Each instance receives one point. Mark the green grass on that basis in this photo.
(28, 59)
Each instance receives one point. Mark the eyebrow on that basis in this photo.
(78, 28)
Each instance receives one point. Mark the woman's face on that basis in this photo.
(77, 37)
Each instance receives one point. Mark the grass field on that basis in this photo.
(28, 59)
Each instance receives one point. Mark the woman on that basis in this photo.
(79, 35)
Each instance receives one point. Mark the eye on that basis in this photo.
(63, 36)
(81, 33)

→ What needs to be done:
Nothing but the lines from the one holding "Each instance receives one point. Mark the woman's" through the end of the listing above should appear, each exactly as given.

→ Task answer:
Each instance receives one point. Mark the woman's face on that basis in this photo.
(77, 37)
Each instance receives one point. Mark the grass field on that basis in this photo.
(28, 59)
Each instance receives one point. Mark the woman on that basis in this photo.
(79, 35)
Each instance receives one point. Mark the eye on that basis in this photo.
(63, 36)
(81, 33)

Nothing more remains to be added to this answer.